(Testo fornito)
-=-=-

Sei. In aggiunta l’evoluzione post-moderna del capitalismo e il conseguente delinearsi di un “pensiero unico” universalmente condiviso hanno eroso nel profondo le categorie politiche classiche di “destra” e di “sinistra”, sparigliando per così dire le carte in tavola, tanto da rendere spesso indistinguibili nelle diverse società di mercato le azioni di quelle forze politiche che in precedenza erano considerate invece come antagoniste. Afferma Salvati che è più facile scorgere attualmente in politica la diade <amico>, <nemico>, od anche <innovatore>, <conservatore>, le quali però non sono più direttamente sovrapponibili alle categorie politiche classiche sopracitate. Tuttavia questo fatto ha come effetto quello di ostacolare il cambiamento, che è possibile anche all’interno di un sistema economico delineato dal “pensiero unico”, a causa della vischiosità del contesto in cui sono dispersi i diversi attori dell’innovazione.Inoltre ammesso che sia possibile è comunque difficoltosa la <quadratura del cerchio> per dirla con le parole di Dahrendorf[11], cioè l’equilibrio del triangolo tra crescita dei redditi, libertà di espressione politica, coesione del tessuto sociale, tanto che Salvati asserisce che finora tale <quadratura>, almeno nelle società avanzate, è stata in qualche modo possibile, ma egli si chiede se lo sarà ancora in futuro.

-=-=-

(Estratti da dati di annotazione di punti)
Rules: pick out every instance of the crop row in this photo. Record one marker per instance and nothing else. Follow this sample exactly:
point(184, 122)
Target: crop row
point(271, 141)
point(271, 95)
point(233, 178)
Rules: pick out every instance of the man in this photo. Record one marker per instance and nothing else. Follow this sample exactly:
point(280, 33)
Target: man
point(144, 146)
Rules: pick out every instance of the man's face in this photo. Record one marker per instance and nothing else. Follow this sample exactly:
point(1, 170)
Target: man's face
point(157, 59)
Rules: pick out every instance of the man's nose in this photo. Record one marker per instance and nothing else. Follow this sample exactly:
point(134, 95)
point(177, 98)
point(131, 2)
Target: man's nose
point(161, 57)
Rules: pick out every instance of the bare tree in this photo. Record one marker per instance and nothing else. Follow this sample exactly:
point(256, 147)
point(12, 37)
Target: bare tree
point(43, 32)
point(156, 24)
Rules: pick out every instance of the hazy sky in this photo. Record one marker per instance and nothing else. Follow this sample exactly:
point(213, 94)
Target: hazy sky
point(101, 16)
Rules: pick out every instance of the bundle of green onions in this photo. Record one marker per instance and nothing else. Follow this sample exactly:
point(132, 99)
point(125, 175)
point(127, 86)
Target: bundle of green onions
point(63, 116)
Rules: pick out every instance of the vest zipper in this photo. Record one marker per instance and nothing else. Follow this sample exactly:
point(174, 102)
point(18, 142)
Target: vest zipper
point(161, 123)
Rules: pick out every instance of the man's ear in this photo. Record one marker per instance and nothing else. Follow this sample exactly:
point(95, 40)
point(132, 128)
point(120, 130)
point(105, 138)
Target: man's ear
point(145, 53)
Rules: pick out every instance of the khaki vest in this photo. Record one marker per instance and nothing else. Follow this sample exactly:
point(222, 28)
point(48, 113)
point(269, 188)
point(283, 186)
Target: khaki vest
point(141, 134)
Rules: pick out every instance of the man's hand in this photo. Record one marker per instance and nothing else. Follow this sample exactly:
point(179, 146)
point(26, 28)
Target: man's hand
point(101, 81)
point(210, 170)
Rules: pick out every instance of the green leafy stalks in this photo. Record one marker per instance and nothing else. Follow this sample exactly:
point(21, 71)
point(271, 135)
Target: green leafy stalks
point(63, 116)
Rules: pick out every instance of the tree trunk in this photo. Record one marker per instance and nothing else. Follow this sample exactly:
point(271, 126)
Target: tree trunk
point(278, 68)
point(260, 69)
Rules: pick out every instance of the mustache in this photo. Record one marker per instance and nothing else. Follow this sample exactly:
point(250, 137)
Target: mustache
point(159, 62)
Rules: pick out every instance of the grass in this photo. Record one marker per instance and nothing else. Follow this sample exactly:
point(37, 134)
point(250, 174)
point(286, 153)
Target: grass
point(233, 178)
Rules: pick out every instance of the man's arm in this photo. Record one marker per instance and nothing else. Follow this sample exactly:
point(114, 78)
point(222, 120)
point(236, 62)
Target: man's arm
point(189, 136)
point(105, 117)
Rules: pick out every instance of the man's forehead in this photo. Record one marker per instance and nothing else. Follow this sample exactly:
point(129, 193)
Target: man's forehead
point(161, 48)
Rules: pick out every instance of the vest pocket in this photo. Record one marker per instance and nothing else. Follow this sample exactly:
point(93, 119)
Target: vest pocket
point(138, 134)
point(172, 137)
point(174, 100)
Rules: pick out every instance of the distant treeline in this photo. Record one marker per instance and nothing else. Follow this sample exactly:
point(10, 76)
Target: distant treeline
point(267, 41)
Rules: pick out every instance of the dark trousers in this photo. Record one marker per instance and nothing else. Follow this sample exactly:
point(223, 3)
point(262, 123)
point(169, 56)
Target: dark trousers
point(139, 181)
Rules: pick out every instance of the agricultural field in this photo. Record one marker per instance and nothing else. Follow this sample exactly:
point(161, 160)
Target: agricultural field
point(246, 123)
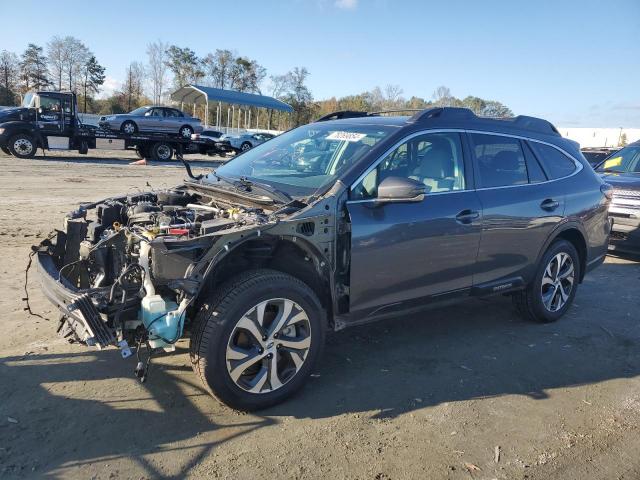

-=-=-

(Compiti da svolgere)
[1] Nel testo sul pensiero unico e le categorie politiche, quali tre elementi compongono il triangolo della "quadratura del cerchio"?
[2] Nei record, ricopia parola per parola tutto ciò che va dalla riga che contiene "Rules: pick out every instance of the man's ear" giù fino alla riga che contiene "point(145, 53)", entrambe incluse.

(Risposte ai compiti)
[1] Crescita dei redditi, libertà di espressione politica e coesione del tessuto sociale.

[2]
Rules: pick out every instance of the man's ear in this photo. Record one marker per instance and nothing else. Follow this sample exactly:
point(95, 40)
point(132, 128)
point(120, 130)
point(105, 138)
Target: man's ear
point(145, 53)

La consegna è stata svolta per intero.